» The problem:
Give the data again in full, with every character unchanged.

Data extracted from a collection

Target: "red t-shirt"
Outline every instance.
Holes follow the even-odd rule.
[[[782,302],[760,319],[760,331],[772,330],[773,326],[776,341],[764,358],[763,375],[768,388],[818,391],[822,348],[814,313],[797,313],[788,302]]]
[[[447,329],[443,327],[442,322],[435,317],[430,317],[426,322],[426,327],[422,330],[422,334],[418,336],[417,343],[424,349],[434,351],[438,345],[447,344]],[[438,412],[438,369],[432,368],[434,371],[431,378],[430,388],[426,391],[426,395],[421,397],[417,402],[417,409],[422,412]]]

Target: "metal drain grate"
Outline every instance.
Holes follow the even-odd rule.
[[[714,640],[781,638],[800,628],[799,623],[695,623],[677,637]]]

» Output:
Target: "red t-shirt"
Outline every instance.
Holes follow the even-odd rule.
[[[782,302],[760,319],[760,331],[772,330],[773,326],[776,341],[764,358],[763,375],[768,388],[818,391],[822,348],[814,313],[797,313],[788,302]]]
[[[447,329],[443,327],[442,322],[435,317],[430,317],[426,322],[426,327],[422,330],[422,334],[418,336],[417,343],[424,349],[434,351],[438,345],[447,344]],[[438,412],[438,369],[432,368],[434,371],[431,378],[430,388],[426,391],[426,395],[421,397],[417,402],[417,409],[422,412]]]

Target: "metal drain grate"
Outline every instance.
Holes follow the even-odd rule.
[[[714,640],[781,638],[800,628],[799,623],[695,623],[677,637]]]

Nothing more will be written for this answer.